## WHAT TO PRODUCE
Reproduce every one of the following lines verbatim, omitting the pictures.

== RECORDED DATA

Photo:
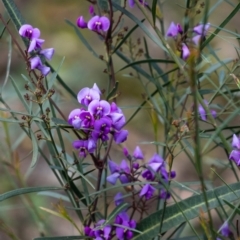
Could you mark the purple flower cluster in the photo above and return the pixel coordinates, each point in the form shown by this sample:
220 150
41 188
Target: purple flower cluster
203 113
97 120
96 23
225 231
155 170
235 154
35 44
176 30
121 228
132 3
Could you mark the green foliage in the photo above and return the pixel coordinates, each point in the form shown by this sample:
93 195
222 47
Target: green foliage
174 89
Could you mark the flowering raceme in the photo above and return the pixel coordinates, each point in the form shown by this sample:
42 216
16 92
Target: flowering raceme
97 119
235 154
35 43
155 170
121 228
96 23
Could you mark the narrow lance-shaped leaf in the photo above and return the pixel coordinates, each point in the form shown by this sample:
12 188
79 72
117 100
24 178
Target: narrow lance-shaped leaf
21 191
35 150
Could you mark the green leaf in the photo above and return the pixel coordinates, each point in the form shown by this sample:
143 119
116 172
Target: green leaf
222 25
154 8
35 150
10 120
113 92
147 61
21 191
19 94
119 2
14 13
186 209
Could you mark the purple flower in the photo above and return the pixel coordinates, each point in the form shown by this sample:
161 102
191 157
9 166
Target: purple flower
174 30
47 53
203 113
118 199
196 39
235 154
86 95
123 233
84 146
185 51
36 63
96 88
225 231
164 194
33 35
88 232
147 191
135 165
81 22
132 3
156 165
101 129
91 10
149 175
97 24
74 118
118 120
35 44
125 152
121 171
99 108
201 29
29 32
117 116
236 142
137 154
87 120
121 136
101 231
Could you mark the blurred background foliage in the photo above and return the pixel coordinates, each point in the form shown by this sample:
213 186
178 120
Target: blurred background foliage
80 69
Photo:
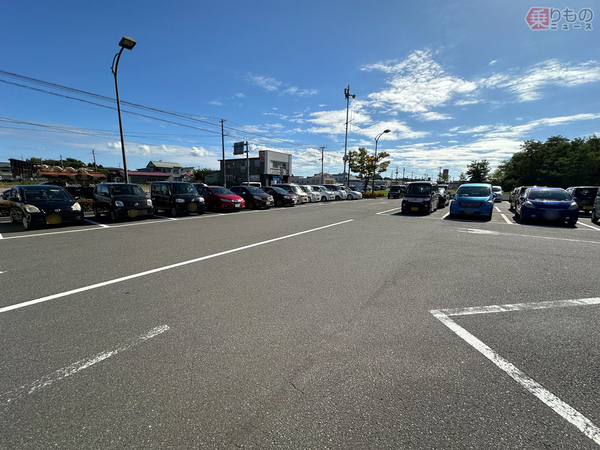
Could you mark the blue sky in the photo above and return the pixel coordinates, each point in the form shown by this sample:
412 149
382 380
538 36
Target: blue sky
454 82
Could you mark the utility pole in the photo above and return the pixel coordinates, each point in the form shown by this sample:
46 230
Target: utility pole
94 156
347 95
223 147
322 158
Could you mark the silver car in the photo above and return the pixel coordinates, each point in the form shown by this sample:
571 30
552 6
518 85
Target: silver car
352 194
313 196
325 194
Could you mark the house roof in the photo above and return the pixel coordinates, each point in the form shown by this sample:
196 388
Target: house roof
164 164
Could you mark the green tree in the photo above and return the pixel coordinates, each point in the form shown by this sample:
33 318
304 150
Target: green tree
478 171
200 174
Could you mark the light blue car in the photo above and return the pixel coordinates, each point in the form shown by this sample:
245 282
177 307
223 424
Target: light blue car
473 199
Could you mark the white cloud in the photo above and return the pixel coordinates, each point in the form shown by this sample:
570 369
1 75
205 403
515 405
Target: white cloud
417 84
528 86
270 84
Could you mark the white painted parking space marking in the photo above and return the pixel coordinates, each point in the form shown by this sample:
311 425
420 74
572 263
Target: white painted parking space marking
76 367
589 226
567 412
388 211
96 223
478 231
161 269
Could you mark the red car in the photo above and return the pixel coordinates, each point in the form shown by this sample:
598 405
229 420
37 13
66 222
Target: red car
218 198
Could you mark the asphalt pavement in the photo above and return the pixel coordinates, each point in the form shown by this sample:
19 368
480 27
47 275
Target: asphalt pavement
342 325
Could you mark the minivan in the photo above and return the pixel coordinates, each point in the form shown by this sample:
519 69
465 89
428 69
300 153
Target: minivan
420 196
176 197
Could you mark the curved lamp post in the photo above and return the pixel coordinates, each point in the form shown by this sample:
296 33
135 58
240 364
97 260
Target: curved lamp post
125 43
375 161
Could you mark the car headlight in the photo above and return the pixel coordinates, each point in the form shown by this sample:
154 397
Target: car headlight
31 208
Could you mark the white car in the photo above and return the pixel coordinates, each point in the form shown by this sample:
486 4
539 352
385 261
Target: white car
338 192
325 194
352 194
499 194
313 196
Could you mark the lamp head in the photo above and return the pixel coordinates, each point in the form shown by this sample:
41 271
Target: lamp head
127 42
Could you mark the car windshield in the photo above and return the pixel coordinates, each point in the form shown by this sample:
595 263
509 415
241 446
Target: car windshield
585 193
279 190
221 191
184 188
127 190
418 189
474 191
46 194
548 195
255 190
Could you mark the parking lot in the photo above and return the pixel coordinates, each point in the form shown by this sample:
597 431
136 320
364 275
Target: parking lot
327 325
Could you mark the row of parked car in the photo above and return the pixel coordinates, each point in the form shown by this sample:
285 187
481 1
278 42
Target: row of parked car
528 202
36 205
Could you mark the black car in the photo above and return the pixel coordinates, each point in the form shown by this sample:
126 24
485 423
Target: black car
121 200
421 196
176 197
396 191
584 196
36 205
281 196
255 197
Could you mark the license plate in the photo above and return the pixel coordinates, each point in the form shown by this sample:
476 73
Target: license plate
53 219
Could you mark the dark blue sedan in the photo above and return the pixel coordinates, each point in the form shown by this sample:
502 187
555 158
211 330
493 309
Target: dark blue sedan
552 204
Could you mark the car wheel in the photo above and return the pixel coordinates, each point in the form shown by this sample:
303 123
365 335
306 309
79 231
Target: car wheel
27 222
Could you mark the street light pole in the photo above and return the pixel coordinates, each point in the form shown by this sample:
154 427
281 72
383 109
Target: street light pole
347 95
125 43
375 162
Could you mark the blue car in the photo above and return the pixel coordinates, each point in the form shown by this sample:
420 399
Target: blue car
473 199
553 204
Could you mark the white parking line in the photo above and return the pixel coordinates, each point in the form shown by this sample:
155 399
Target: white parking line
389 210
495 233
586 426
96 223
589 226
76 367
161 269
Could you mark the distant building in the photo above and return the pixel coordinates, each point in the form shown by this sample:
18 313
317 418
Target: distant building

====

## FINAL RESULT
Photo:
Could you mark the purple flower cluster in the photo above and return the pixel coordinates, each point in the form shown by this sample:
220 150
41 188
Target: purple flower cluster
203 113
97 120
96 23
225 231
155 170
235 154
35 44
176 30
121 228
132 3
Could you mark the green foliage in the photo above and return the pixel coordinates, each point in the form shown by this sample:
93 195
222 47
Target: green foliage
174 89
Could you mark the flowering raceme in the photo above and return the pixel coordinates, each point in the form shown by this sample:
42 216
16 92
Target: flowering raceme
97 119
235 154
35 43
155 170
121 228
96 23
Could you mark the narrow lance-shaped leaf in the photo above and return the pixel coordinates, each point in the form shown by this sample:
12 188
79 72
117 100
24 178
Target: narrow lance-shaped leaf
21 191
35 150
Could you mark the green leaf in the photo above and return the pixel coordinates, each point in the form shown by this sample:
143 119
116 172
Target: green leaf
222 25
154 8
35 150
10 120
113 92
147 61
21 191
19 94
119 2
14 13
186 209
Could you mark the purple flower in the photo above and return the pixel coordinates, each point in the form shown by this sample:
161 102
191 157
9 166
Target: purple flower
174 30
47 53
203 113
118 199
196 39
235 154
86 95
123 233
84 146
185 51
36 63
96 88
225 231
164 194
33 35
88 232
147 191
135 165
81 22
132 3
156 165
101 129
91 10
149 175
97 24
74 118
118 120
35 44
125 152
121 171
99 108
201 29
29 32
117 116
236 142
137 154
87 120
121 136
101 231
Could you mark the blurred background foliage in the photo above and return the pixel coordinates, each point in the form shown by this sample:
213 186
178 120
Target: blurred background foliage
80 69
Photo:
Could you mark the blue sky in the photo above and return the pixel coordinates, each point in the form shown by this sample:
412 149
382 380
538 36
Target: blue sky
454 82
Could you mark the utility pole in the photo above and return the pixel coordinates, each point in the form shown by this sample:
46 230
Target: utility pole
94 156
347 95
223 147
322 158
Could you mark the silver car in the photo above and return the pixel coordinates, each point in the form shown by this sample:
571 30
552 6
518 85
Target: silver car
352 194
313 196
325 194
Could you mark the house roof in the photo above and return the pixel coordinates, each point in the form shown by this sample:
196 388
Target: house roof
164 164
Could you mark the green tree in the photo above and return the pixel coordinates, each point in the form shown by this sample:
33 318
304 150
Target: green tree
478 171
200 174
Could you mark the light blue car in the photo above and return the pixel coordinates, each point in the form shown by this sample:
245 282
177 307
223 424
Target: light blue car
473 199
Could you mark the white cloud in the photo above and return the pixel coordinates, each point in the form shown by this sample:
570 369
1 75
205 403
515 405
Target: white cloud
417 84
528 86
270 84
Could you mark the white painted parking space marking in the photo above and return the pixel coordinates, each point in the form shown by this sample:
311 425
420 74
572 263
Target: white painted parking space marking
76 367
589 226
567 412
388 211
96 223
478 231
161 269
Could you mark the red car in the photo above and return the pixel coordinates, each point in the form shown by this sample:
598 405
229 420
37 13
66 222
Target: red car
218 198
Could you mark the asphalt pavement in the photo above and return the pixel coordinates, each point in the form shown by this sample:
19 368
480 27
47 275
Target: asphalt pavement
342 325
Could you mark the minivan in the photo above and return the pixel coordinates, each point in the form shown by this sample:
519 69
465 89
428 69
300 153
Target: minivan
420 196
176 197
Could you mark the curved lamp post in the photo above and return the pixel coordinates, each point in the form shown by this sample:
296 33
135 58
240 364
97 260
Target: curved lamp post
125 43
375 161
Could you mark the car headlight in the photo above and return the pixel coordinates, each point in the form shown by this sample:
154 397
Target: car headlight
31 208
Could you mark the white car in the photo above and return the pixel coordinates, each point in the form shown by this sample:
486 4
539 352
385 261
Target: white car
338 192
325 194
352 194
499 194
313 196
Could you mark the lamp head in the photo above and return the pixel coordinates, each point in the form shown by this sample:
41 271
Target: lamp head
127 42
Could you mark the car windshield in the photo above and return the pixel coordinates, each point in the form shown by this sample:
595 263
509 415
241 446
Target: car windshield
585 193
279 190
221 191
184 188
127 190
418 189
474 191
46 194
548 195
255 190
Could you mark the parking lot in the photo above and return the pixel coordinates, each point in the form shown by this sample:
597 431
136 320
364 275
Target: parking lot
327 325
Could you mark the row of parked car in the photo above and return the pixel coordinates, each point in the form shown by this sample:
285 187
481 1
278 42
Target: row of parked car
528 202
36 205
Could you mark the black car in the photo above and return the pixel coordinates, each point in the form shown by this sample:
126 24
485 423
Target: black car
121 200
421 196
176 197
396 191
584 196
36 205
281 196
255 197
Could you mark the license plate in the photo above and return the pixel coordinates, each point in the form shown by this sample:
476 73
Target: license plate
53 219
Could you mark the dark blue sedan in the photo above and return the pixel coordinates, each point in the form shown by this sample:
502 187
555 158
211 330
493 309
Target: dark blue sedan
552 204
Could you mark the car wheel in the photo above and return the pixel coordinates, each point in the form shown by this sample:
303 123
365 335
306 309
79 231
Target: car wheel
27 222
Could you mark the street light pole in the photo above and return the pixel coordinates, each point in the form shown by this sample:
154 427
281 72
383 109
Target: street light pole
347 95
125 43
375 162
Could you mark the blue car in the photo above and return the pixel coordinates, each point in the form shown by this sample:
420 399
Target: blue car
473 199
553 204
Could you mark the white parking line in the photo above and return the pixel coordinates, each point in the form shown by this sample:
155 399
Target: white parking line
389 210
495 233
586 426
96 223
589 226
76 367
161 269
Could you mark the distant building in the photo above and return the pixel coordinates, each point in the form shown by this sample:
18 313
317 418
Target: distant building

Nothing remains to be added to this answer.